**Document text**
:::
An online "Room for Debate" segment posted on the New York Times website June 21 posed a left-leaning question to a symposium of six left-leaning outside experts: "Should Air-Conditioning Go Global, or Be Rationed Away?" While it may have been acceptable for New Yorkers to beat the heat with air conditioning, when developing countries like India strives for the same comfort, it becomes an environmental concern to privileged liberals. The Times asked from its air-conditioned headquarters in Midtown Manhattan:
Temperatures in New York City have pushed toward 100 degrees this week, and air-conditioners strained the power grid (thanks in part to stores with their doors open). Meanwhile the demand for coolant gases, especially in rapidly developing countries like India, threatens to accelerate global warming.
Is it a good goal for everyone in the world to have access to air-conditioning -- like clean water or the Internet? Or is it an unsustainable luxury, which air-conditioned societies should be giving up or rationing?
The debate was keyed to a 2,000-word piece that same day by environmental reporter Elisabeth Rosenthal, "Relief in Every Window, but Global Worry Too."
In the ramshackle apartment blocks and sooty concrete homes that line the dusty roads of urban India, there is a new status symbol on proud display. An air-conditioner has become a sign of middle-class status in developing nations, a must-have dowry item.
:::
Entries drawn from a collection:
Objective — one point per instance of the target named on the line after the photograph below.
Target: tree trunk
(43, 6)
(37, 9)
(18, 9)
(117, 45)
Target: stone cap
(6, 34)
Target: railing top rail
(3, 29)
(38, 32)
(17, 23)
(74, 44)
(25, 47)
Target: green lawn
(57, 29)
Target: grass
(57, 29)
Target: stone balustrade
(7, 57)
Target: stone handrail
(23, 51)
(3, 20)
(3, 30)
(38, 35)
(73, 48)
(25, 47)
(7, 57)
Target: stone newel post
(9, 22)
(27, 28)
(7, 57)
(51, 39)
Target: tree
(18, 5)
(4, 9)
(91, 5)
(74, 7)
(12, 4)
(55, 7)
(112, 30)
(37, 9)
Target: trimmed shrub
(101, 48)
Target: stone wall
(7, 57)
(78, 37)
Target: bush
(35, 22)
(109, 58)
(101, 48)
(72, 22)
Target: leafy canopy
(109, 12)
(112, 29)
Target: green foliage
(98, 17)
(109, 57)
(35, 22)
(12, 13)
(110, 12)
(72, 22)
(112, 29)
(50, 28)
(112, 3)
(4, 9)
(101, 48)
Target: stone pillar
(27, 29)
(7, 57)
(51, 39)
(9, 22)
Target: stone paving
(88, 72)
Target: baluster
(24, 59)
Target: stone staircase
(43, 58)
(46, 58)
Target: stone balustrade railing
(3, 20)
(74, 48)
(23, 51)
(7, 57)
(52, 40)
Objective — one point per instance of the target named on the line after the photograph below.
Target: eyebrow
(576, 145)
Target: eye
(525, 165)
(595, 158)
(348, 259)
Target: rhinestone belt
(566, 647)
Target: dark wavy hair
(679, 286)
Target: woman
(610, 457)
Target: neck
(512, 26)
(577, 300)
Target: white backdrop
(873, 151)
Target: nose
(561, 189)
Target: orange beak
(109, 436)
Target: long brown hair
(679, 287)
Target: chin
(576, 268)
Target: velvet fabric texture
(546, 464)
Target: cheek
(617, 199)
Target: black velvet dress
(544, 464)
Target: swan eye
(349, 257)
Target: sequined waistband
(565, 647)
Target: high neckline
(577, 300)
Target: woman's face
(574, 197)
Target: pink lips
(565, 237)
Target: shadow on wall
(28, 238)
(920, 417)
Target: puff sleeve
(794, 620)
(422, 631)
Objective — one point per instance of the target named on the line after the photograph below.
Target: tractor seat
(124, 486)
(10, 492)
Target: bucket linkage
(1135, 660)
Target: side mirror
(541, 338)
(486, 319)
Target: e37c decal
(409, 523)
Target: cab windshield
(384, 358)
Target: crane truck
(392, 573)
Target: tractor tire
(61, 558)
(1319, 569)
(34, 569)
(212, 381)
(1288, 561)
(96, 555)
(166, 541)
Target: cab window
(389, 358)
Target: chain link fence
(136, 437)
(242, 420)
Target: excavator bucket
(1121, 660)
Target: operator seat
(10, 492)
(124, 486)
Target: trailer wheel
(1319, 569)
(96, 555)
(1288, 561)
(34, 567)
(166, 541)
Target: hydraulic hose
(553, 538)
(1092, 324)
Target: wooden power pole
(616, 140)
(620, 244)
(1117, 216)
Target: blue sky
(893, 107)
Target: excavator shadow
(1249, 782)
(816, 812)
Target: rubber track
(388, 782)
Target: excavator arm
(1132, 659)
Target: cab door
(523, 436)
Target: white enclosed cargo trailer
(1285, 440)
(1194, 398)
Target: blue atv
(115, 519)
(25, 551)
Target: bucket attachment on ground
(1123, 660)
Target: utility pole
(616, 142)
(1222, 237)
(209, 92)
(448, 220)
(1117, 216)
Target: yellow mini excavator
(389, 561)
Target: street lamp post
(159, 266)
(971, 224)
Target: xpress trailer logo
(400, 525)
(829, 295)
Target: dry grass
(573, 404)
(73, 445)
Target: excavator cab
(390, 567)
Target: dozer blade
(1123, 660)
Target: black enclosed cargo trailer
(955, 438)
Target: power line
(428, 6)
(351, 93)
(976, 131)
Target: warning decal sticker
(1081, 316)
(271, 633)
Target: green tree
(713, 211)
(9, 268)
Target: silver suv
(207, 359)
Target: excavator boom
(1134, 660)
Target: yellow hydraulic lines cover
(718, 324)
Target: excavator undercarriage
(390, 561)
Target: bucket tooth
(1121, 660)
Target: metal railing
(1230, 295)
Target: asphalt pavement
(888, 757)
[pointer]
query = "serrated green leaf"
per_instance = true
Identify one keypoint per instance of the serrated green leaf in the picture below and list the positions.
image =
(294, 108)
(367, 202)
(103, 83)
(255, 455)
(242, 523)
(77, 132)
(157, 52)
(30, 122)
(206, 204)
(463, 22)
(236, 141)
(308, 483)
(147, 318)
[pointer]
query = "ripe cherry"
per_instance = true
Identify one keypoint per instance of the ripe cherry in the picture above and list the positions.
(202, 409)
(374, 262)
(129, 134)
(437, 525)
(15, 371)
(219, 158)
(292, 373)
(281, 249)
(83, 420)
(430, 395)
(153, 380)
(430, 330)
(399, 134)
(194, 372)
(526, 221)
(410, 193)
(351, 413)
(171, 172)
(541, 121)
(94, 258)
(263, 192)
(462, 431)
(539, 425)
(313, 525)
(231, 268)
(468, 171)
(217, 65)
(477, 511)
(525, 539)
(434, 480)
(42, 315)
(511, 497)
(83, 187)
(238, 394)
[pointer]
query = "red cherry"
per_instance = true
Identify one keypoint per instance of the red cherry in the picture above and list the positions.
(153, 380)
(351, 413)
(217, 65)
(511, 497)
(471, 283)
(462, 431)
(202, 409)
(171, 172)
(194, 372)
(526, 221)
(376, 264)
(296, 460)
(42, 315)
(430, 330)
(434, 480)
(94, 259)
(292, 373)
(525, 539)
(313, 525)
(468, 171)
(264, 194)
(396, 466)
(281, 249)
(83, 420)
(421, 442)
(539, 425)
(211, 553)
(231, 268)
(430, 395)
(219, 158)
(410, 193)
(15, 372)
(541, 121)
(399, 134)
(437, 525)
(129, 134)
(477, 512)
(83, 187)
:::
**Task requirements**
According to the article on air-conditioning, what was the title of Elisabeth Rosenthal's 2,000-word piece? Rely only on the article when responding.

**Answer for the task**
"Relief in Every Window, but Global Worry Too."